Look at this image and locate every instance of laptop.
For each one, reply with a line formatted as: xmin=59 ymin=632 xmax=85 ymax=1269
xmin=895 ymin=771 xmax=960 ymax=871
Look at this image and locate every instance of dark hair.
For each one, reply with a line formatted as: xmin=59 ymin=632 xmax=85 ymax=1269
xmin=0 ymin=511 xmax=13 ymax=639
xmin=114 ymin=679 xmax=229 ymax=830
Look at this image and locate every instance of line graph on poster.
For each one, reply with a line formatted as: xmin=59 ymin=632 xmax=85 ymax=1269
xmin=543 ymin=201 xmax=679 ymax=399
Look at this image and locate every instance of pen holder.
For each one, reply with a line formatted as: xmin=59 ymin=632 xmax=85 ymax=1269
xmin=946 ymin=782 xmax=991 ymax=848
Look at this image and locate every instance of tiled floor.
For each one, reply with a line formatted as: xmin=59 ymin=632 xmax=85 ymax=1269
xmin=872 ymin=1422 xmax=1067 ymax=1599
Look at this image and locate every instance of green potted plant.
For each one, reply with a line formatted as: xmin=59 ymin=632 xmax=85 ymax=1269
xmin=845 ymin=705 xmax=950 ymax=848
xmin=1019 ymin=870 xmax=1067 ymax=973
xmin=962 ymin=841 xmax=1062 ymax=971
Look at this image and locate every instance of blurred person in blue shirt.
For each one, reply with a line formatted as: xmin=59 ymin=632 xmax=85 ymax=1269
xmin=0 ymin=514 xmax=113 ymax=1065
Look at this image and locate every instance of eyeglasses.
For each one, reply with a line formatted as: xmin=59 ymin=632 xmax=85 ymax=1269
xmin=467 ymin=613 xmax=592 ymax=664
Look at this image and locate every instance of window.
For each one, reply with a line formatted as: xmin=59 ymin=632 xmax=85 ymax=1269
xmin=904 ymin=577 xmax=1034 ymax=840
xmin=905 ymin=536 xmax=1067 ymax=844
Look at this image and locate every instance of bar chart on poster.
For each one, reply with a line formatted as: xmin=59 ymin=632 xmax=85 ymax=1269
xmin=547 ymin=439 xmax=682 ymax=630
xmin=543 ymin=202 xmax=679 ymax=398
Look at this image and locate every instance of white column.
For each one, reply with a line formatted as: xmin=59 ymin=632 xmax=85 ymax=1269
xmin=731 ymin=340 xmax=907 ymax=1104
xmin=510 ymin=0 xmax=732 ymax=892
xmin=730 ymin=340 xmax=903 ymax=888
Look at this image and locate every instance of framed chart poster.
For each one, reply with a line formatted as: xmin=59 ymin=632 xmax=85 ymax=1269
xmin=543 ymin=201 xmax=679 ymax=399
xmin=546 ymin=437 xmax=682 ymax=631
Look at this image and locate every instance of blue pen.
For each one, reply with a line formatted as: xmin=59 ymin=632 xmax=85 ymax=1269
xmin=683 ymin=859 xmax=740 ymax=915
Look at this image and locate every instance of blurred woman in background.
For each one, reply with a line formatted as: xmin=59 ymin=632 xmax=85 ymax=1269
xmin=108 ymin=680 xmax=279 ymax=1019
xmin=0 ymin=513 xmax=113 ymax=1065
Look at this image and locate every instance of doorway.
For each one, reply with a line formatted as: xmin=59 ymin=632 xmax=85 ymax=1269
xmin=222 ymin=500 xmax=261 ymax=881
+++
Find the word "blue" in the entries above. Copy every line that has it.

• [RESPONSE BELOW]:
Look at this image and locate every instance of blurred person in blue shirt.
Look at this image and locate every instance of blue pen.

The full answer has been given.